## [DOCUMENT SECTION]
=-=-=

Then the computer science laboratory installed a more sophisticated password system on its other computer. This one was not so easy for Stallman to crack. But Stallman was able to study the encryption program, and, as he later said, “I discovered that changing one word in that program would cause it to print out your password on the system console as part of the message that you were logging in.” Since the “system console” was visible to anyone walking by, and its messages could easily be accessed by any terminal, or even printed out in hard copy, Stallman’s change allowed any password to be routinely disseminated by anyone who cared to know it. He thought the result “amusing.”
Still, the password juggernaut rolled on. The outside world, with its affection for security and bureaucracy, was closing in. The security mania even infected the holy AI computer. The Department of Defense was threatening to take the AI machine off the ARPAnet network—to separate the MIT people from the highly active electronic community of hackers, users, and plain old computer scientists around the country—all because the AI lab steadfastly refused to limit access to its computers. DOD bureaucrats were apoplectic: anyone could walk in off the street and use the AI machine, and connect to other locations in the Defense Department network! Stallman and others felt that was the way it should be. But he came to understand that the number of people who stood with him was dwindling. More and more of the hard-core hackers were leaving MIT, and many of the hackers who had formed the culture and given it a backbone by their behavior were long gone.

=-=-=

## [PROVIDED DATA]
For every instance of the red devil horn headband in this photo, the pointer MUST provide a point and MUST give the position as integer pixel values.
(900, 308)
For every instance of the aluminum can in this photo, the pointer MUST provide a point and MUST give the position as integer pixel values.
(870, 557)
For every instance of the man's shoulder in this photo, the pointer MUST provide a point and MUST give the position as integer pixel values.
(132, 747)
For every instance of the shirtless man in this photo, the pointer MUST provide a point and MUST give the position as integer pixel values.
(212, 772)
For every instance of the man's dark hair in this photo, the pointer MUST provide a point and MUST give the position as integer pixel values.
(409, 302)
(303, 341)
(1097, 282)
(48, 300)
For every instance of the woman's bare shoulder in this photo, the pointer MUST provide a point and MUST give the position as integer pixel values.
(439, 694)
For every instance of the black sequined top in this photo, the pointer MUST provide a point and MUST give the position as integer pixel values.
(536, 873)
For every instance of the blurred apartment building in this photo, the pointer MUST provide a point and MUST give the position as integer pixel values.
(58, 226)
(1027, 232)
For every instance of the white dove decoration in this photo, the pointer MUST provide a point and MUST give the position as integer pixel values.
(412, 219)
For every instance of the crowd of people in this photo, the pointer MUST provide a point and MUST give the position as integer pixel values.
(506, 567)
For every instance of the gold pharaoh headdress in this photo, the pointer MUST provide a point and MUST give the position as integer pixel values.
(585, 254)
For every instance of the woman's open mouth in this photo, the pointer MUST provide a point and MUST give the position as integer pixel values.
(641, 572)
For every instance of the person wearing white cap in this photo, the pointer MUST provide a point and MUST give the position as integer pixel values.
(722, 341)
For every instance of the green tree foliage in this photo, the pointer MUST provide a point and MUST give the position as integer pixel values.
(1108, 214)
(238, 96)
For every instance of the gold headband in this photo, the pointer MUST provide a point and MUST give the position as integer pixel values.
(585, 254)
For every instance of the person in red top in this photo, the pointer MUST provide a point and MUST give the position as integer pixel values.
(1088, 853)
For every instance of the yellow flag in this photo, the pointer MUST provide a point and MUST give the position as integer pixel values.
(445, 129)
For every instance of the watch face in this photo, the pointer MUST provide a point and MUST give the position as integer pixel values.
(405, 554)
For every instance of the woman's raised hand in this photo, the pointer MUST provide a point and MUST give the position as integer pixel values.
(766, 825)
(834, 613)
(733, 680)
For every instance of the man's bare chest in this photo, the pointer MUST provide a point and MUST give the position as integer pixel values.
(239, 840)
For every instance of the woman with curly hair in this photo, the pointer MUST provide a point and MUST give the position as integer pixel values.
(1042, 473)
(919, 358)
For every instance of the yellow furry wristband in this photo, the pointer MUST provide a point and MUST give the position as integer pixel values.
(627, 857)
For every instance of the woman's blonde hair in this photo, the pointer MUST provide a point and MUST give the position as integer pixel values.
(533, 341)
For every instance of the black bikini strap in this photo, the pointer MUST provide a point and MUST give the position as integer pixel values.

=-=-=

## [EXERCISES]
A. According to the passage on Stallman and the password system, why was the Department of Defense threatening to take the AI machine off the ARPAnet?
B. In the passage on Stallman and the password system, what are all the ways the system console's messages could be seen or obtained?

## [LIST OF ANSWERS]
A. The AI lab steadfastly refused to limit access to its computers. As a result, anyone could walk in off the street, use the AI machine and connect to other locations in the Defense Department network.

B.
- It was visible to anyone walking by.
- Its messages could easily be accessed by any terminal.
- Its messages could be printed out in hard copy.